**THE PROBLEM:** Restate every line of the material that follows, word for word.

**MATERIALS PROVIDED:**
· · · ·

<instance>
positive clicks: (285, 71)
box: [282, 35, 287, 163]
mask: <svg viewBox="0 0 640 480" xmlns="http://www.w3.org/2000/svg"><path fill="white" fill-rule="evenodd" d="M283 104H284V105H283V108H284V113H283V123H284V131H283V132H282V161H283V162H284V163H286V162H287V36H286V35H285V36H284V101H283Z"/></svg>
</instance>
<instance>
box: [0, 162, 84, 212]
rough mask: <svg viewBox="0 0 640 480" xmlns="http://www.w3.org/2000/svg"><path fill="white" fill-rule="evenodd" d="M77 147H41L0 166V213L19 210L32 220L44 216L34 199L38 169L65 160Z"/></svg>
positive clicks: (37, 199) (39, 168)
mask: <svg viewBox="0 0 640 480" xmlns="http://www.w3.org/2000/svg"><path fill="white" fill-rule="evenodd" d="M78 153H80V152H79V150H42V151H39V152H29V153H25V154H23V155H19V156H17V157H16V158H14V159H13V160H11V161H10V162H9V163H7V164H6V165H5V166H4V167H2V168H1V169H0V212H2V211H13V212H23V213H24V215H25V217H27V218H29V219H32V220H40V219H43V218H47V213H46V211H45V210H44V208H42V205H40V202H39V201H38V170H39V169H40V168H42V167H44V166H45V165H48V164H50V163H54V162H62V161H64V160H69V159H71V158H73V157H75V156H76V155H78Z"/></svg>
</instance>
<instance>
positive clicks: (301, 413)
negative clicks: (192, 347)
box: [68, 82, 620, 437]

· · · ·

**OUTPUT FOR THIS EXERCISE:**
<instance>
positive clicks: (285, 71)
box: [282, 35, 287, 163]
mask: <svg viewBox="0 0 640 480" xmlns="http://www.w3.org/2000/svg"><path fill="white" fill-rule="evenodd" d="M283 104H284V105H283V108H284V113H283V123H284V131H283V132H282V161H283V162H284V163H286V162H287V36H286V35H285V36H284V101H283Z"/></svg>
</instance>
<instance>
box: [0, 162, 84, 212]
rough mask: <svg viewBox="0 0 640 480" xmlns="http://www.w3.org/2000/svg"><path fill="white" fill-rule="evenodd" d="M77 147H41L0 166V213L19 210L32 220L44 216L34 199L38 169L65 160Z"/></svg>
positive clicks: (37, 199) (39, 168)
mask: <svg viewBox="0 0 640 480" xmlns="http://www.w3.org/2000/svg"><path fill="white" fill-rule="evenodd" d="M78 153H80V152H79V150H42V151H39V152H29V153H25V154H23V155H19V156H17V157H16V158H14V159H13V160H11V161H10V162H9V163H7V164H6V165H5V166H4V167H2V168H1V169H0V212H2V211H13V212H23V213H24V215H25V217H27V218H29V219H32V220H40V219H43V218H47V213H46V211H45V210H44V208H42V205H40V202H39V201H38V170H39V169H40V168H42V167H44V166H45V165H48V164H50V163H54V162H62V161H64V160H69V159H71V158H73V157H75V156H76V155H78Z"/></svg>
</instance>
<instance>
positive clicks: (301, 413)
negative clicks: (192, 347)
box: [68, 82, 620, 437]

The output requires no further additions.